For every line in the data below that contains "sill", copy the line.

Stored entries:
···

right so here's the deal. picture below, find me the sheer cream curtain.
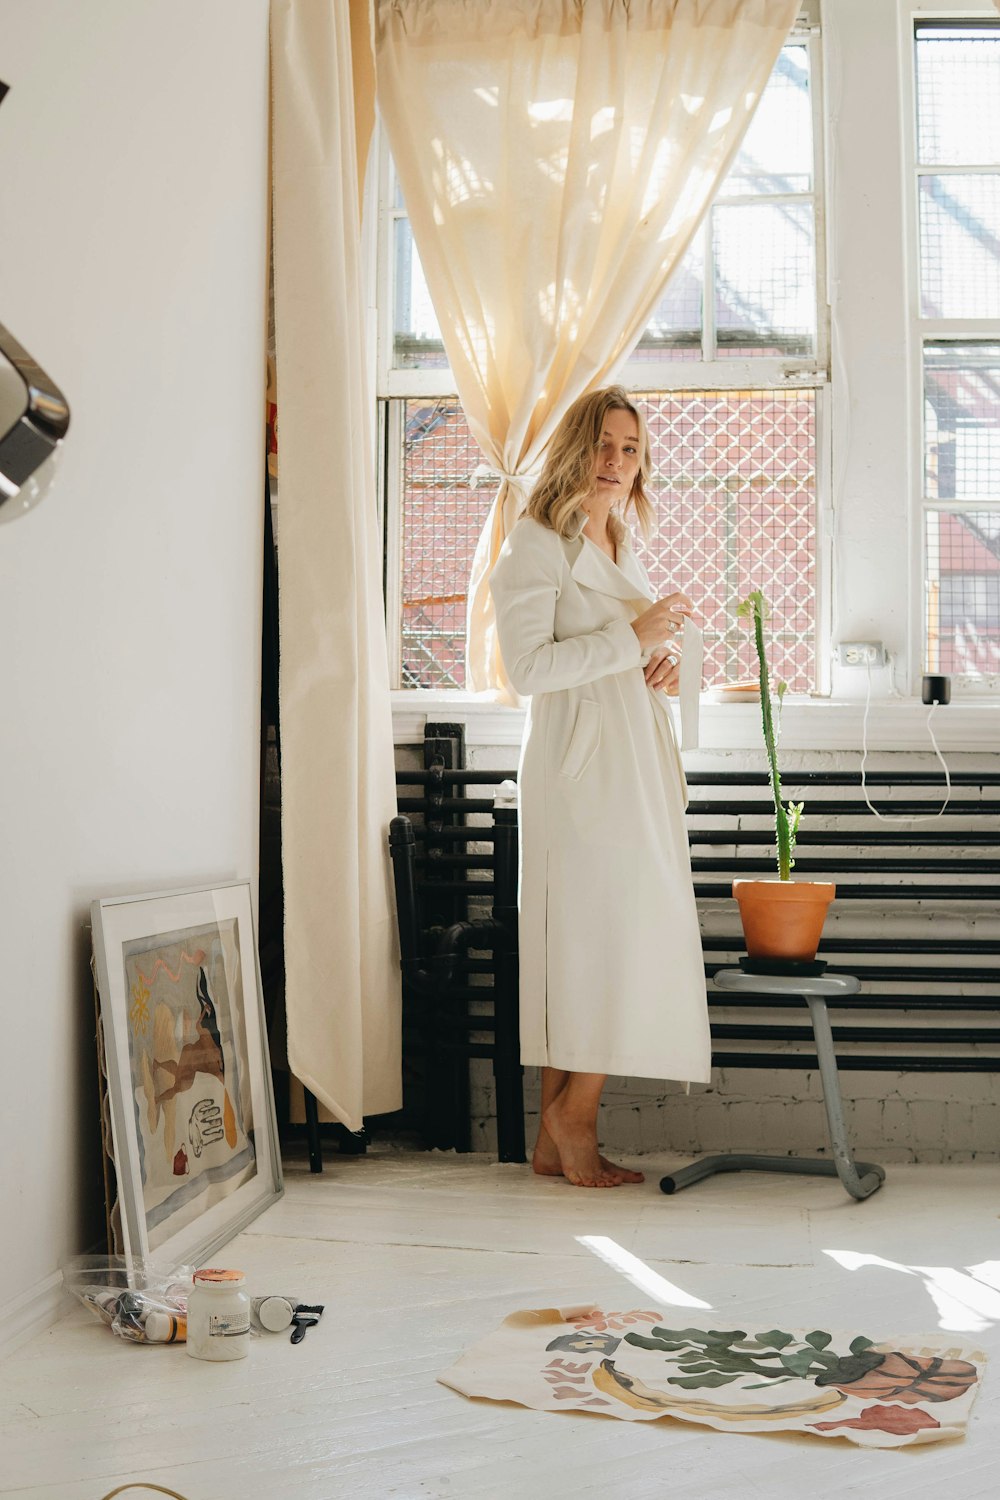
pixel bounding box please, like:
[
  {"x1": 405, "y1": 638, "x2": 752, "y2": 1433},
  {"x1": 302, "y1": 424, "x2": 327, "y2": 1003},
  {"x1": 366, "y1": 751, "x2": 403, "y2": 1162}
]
[
  {"x1": 270, "y1": 0, "x2": 400, "y2": 1130},
  {"x1": 375, "y1": 0, "x2": 800, "y2": 698}
]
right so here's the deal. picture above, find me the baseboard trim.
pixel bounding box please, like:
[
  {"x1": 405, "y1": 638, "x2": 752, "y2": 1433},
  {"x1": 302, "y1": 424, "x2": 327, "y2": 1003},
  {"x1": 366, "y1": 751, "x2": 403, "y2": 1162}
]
[{"x1": 0, "y1": 1270, "x2": 71, "y2": 1359}]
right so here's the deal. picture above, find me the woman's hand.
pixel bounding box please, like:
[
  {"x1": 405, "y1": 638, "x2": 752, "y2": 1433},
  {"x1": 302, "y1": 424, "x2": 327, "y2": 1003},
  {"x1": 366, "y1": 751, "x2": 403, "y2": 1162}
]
[
  {"x1": 630, "y1": 591, "x2": 692, "y2": 652},
  {"x1": 644, "y1": 645, "x2": 681, "y2": 695}
]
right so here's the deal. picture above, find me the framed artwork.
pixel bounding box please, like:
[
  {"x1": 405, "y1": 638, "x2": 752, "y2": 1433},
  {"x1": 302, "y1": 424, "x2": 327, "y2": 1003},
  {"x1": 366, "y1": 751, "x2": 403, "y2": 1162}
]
[{"x1": 91, "y1": 881, "x2": 283, "y2": 1273}]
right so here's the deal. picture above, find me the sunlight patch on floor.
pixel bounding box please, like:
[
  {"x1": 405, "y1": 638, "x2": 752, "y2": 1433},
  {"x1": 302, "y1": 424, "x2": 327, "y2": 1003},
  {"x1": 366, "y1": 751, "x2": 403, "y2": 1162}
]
[
  {"x1": 577, "y1": 1234, "x2": 714, "y2": 1309},
  {"x1": 823, "y1": 1248, "x2": 1000, "y2": 1334}
]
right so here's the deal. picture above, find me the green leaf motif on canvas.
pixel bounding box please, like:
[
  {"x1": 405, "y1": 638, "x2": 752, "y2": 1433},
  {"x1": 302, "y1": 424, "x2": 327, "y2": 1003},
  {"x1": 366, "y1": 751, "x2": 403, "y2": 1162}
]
[{"x1": 622, "y1": 1325, "x2": 889, "y2": 1392}]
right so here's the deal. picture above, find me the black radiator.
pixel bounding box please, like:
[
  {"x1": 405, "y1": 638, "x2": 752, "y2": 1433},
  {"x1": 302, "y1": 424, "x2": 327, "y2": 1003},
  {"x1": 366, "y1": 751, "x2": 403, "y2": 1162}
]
[
  {"x1": 392, "y1": 746, "x2": 1000, "y2": 1155},
  {"x1": 688, "y1": 767, "x2": 1000, "y2": 1073}
]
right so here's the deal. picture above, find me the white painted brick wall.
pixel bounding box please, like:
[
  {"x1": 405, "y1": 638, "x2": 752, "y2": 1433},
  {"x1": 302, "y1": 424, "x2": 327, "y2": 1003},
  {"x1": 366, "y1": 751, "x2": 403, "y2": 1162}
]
[
  {"x1": 467, "y1": 1061, "x2": 1000, "y2": 1163},
  {"x1": 398, "y1": 740, "x2": 1000, "y2": 1163}
]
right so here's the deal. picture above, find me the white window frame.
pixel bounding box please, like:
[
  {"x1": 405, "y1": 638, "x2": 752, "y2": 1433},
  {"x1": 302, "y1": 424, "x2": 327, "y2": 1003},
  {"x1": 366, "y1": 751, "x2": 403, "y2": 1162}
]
[{"x1": 900, "y1": 1, "x2": 1000, "y2": 694}]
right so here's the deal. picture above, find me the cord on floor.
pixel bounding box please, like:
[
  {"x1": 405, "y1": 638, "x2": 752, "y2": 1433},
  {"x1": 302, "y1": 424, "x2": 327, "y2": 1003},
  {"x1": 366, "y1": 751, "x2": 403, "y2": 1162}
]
[{"x1": 99, "y1": 1486, "x2": 191, "y2": 1500}]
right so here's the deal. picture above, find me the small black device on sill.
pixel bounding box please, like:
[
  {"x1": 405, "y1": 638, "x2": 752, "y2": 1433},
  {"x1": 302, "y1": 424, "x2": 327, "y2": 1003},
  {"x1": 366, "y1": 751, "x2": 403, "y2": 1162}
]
[{"x1": 921, "y1": 674, "x2": 951, "y2": 706}]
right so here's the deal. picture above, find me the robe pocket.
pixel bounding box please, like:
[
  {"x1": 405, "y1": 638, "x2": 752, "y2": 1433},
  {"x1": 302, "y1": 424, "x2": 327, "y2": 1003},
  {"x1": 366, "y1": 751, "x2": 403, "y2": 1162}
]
[{"x1": 559, "y1": 699, "x2": 602, "y2": 781}]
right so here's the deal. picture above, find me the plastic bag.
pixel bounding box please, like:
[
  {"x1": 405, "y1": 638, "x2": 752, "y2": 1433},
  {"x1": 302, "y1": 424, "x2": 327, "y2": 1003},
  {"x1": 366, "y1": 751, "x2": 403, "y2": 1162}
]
[{"x1": 64, "y1": 1255, "x2": 191, "y2": 1344}]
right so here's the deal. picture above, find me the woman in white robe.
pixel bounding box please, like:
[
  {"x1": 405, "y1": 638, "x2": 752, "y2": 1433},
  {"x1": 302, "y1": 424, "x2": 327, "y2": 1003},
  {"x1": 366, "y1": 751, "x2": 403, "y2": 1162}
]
[{"x1": 489, "y1": 386, "x2": 711, "y2": 1189}]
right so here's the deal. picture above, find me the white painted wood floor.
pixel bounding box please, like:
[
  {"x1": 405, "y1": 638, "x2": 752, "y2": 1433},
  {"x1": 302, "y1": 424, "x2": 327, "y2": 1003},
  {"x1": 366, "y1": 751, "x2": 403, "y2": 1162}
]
[{"x1": 3, "y1": 1150, "x2": 998, "y2": 1500}]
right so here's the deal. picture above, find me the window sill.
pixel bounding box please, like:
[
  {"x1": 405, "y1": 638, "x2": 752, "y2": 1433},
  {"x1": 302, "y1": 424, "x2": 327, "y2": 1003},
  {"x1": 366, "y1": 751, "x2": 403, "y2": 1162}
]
[{"x1": 390, "y1": 689, "x2": 1000, "y2": 752}]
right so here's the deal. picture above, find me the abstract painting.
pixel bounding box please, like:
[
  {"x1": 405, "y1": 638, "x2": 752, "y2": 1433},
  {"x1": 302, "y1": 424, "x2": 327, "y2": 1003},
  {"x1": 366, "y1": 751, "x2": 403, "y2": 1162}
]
[
  {"x1": 440, "y1": 1307, "x2": 987, "y2": 1448},
  {"x1": 92, "y1": 882, "x2": 282, "y2": 1273}
]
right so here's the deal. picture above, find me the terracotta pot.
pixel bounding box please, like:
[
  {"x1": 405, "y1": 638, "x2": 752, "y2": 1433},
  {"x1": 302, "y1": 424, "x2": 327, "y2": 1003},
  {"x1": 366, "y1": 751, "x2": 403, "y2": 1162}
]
[{"x1": 732, "y1": 878, "x2": 836, "y2": 961}]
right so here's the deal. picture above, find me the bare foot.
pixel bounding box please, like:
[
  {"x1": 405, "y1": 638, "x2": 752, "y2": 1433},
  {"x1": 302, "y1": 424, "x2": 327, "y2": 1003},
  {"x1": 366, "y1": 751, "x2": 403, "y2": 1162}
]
[
  {"x1": 540, "y1": 1103, "x2": 633, "y2": 1188},
  {"x1": 532, "y1": 1123, "x2": 644, "y2": 1183}
]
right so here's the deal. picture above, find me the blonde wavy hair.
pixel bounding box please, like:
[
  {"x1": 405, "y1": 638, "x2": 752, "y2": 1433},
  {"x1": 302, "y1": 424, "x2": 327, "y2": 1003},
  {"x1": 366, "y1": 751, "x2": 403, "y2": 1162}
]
[{"x1": 523, "y1": 386, "x2": 654, "y2": 542}]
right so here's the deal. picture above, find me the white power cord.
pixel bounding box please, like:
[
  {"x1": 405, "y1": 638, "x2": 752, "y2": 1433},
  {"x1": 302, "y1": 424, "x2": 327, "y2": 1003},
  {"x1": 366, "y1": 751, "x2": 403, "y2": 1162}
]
[{"x1": 859, "y1": 659, "x2": 952, "y2": 821}]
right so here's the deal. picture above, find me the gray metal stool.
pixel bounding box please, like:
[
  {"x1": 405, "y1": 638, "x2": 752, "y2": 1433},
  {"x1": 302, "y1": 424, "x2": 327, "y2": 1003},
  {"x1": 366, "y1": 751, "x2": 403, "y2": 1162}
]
[{"x1": 660, "y1": 970, "x2": 886, "y2": 1201}]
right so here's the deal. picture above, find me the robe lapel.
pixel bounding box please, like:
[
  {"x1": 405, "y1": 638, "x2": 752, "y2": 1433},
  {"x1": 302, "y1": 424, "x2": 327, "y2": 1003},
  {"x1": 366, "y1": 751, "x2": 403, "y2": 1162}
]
[
  {"x1": 569, "y1": 534, "x2": 654, "y2": 608},
  {"x1": 616, "y1": 540, "x2": 655, "y2": 605}
]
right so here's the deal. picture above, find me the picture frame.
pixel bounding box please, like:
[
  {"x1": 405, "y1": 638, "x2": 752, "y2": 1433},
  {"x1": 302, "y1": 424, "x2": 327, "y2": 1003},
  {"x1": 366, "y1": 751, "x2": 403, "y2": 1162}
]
[{"x1": 91, "y1": 881, "x2": 283, "y2": 1274}]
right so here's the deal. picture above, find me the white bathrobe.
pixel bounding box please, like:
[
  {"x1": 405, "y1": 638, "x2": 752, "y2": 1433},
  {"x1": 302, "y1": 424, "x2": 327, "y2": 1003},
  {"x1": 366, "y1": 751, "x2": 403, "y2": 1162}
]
[{"x1": 489, "y1": 515, "x2": 712, "y2": 1083}]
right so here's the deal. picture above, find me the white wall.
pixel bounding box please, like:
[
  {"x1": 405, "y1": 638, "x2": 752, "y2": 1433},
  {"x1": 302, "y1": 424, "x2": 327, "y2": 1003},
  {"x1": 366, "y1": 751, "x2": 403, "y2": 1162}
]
[{"x1": 0, "y1": 0, "x2": 270, "y2": 1350}]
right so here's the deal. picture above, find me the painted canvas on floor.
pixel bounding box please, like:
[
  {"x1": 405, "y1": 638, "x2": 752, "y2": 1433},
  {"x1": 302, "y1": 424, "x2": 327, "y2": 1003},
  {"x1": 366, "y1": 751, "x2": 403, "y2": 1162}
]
[
  {"x1": 92, "y1": 882, "x2": 283, "y2": 1273},
  {"x1": 123, "y1": 919, "x2": 256, "y2": 1252},
  {"x1": 440, "y1": 1307, "x2": 987, "y2": 1448}
]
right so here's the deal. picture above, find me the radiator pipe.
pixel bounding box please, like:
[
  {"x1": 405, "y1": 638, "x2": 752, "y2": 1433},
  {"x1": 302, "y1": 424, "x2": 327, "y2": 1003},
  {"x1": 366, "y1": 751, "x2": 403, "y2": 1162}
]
[
  {"x1": 389, "y1": 816, "x2": 432, "y2": 992},
  {"x1": 390, "y1": 815, "x2": 510, "y2": 993}
]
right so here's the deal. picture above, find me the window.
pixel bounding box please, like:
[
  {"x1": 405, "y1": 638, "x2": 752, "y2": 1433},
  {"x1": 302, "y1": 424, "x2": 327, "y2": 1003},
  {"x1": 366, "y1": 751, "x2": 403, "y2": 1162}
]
[
  {"x1": 376, "y1": 3, "x2": 1000, "y2": 716},
  {"x1": 915, "y1": 21, "x2": 1000, "y2": 685},
  {"x1": 377, "y1": 11, "x2": 826, "y2": 693}
]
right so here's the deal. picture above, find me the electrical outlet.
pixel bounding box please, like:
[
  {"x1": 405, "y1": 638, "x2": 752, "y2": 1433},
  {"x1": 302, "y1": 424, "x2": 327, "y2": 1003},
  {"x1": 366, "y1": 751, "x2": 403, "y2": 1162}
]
[{"x1": 837, "y1": 641, "x2": 887, "y2": 668}]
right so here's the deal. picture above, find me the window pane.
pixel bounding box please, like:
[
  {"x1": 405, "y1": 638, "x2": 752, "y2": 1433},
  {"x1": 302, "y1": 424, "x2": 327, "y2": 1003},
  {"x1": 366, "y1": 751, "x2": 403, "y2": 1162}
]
[
  {"x1": 714, "y1": 202, "x2": 816, "y2": 357},
  {"x1": 925, "y1": 510, "x2": 1000, "y2": 676},
  {"x1": 919, "y1": 175, "x2": 1000, "y2": 318},
  {"x1": 720, "y1": 43, "x2": 812, "y2": 197},
  {"x1": 400, "y1": 401, "x2": 496, "y2": 689},
  {"x1": 397, "y1": 393, "x2": 817, "y2": 691},
  {"x1": 634, "y1": 241, "x2": 703, "y2": 361},
  {"x1": 916, "y1": 27, "x2": 1000, "y2": 167},
  {"x1": 393, "y1": 219, "x2": 448, "y2": 368},
  {"x1": 924, "y1": 343, "x2": 1000, "y2": 502},
  {"x1": 635, "y1": 38, "x2": 817, "y2": 358},
  {"x1": 636, "y1": 392, "x2": 816, "y2": 692}
]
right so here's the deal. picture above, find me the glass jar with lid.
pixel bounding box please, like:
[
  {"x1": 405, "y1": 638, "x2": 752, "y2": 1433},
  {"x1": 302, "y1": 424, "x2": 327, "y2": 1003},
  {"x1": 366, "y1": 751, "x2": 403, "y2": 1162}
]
[{"x1": 186, "y1": 1268, "x2": 251, "y2": 1361}]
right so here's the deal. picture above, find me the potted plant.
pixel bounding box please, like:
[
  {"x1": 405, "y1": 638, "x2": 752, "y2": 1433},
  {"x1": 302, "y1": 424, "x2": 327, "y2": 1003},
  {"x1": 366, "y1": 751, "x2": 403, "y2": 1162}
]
[{"x1": 732, "y1": 590, "x2": 834, "y2": 962}]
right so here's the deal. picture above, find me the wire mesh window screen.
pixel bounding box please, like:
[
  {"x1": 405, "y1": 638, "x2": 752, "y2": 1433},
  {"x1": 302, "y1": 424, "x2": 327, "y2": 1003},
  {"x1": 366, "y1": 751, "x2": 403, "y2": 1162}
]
[
  {"x1": 915, "y1": 24, "x2": 1000, "y2": 320},
  {"x1": 634, "y1": 40, "x2": 815, "y2": 362},
  {"x1": 720, "y1": 42, "x2": 812, "y2": 196},
  {"x1": 925, "y1": 511, "x2": 1000, "y2": 677},
  {"x1": 399, "y1": 402, "x2": 494, "y2": 688},
  {"x1": 635, "y1": 391, "x2": 816, "y2": 692},
  {"x1": 713, "y1": 202, "x2": 816, "y2": 357},
  {"x1": 916, "y1": 26, "x2": 1000, "y2": 167},
  {"x1": 919, "y1": 175, "x2": 1000, "y2": 319},
  {"x1": 399, "y1": 391, "x2": 817, "y2": 692},
  {"x1": 924, "y1": 343, "x2": 1000, "y2": 502},
  {"x1": 634, "y1": 241, "x2": 703, "y2": 362}
]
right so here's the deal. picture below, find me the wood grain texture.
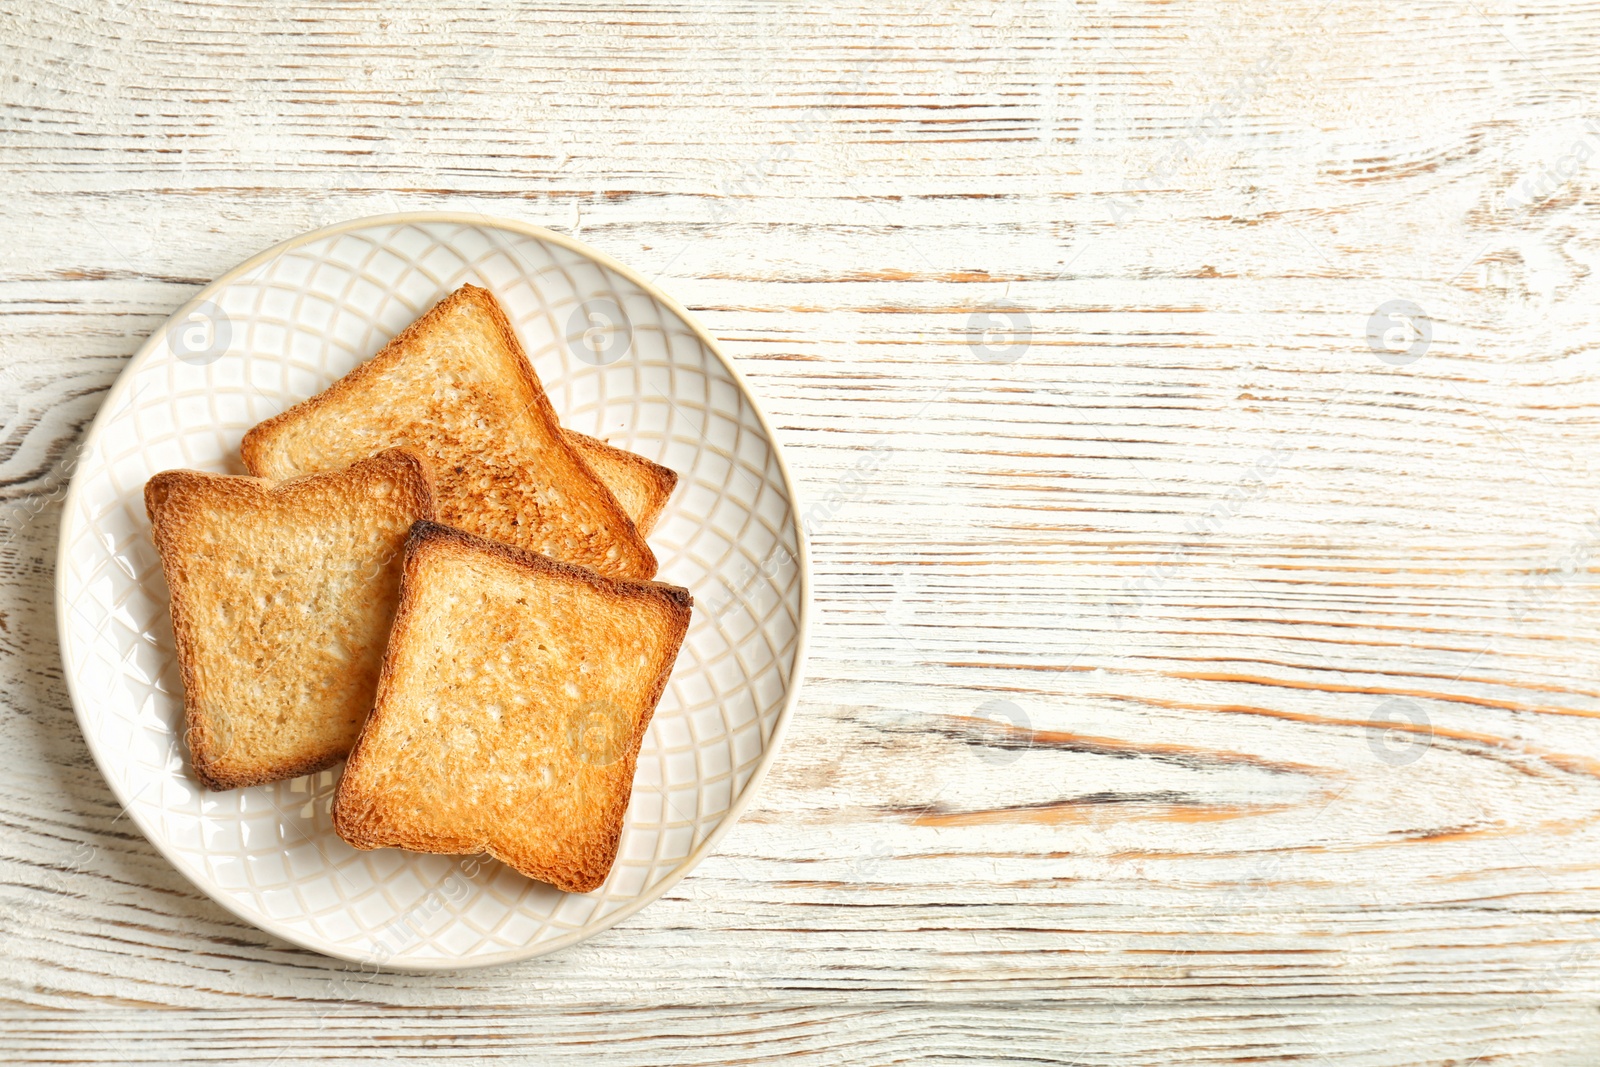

···

Response below =
right so here's the deal. picture above, find me the small black device on sill.
right so here's the deal. picture above, find me the window sill.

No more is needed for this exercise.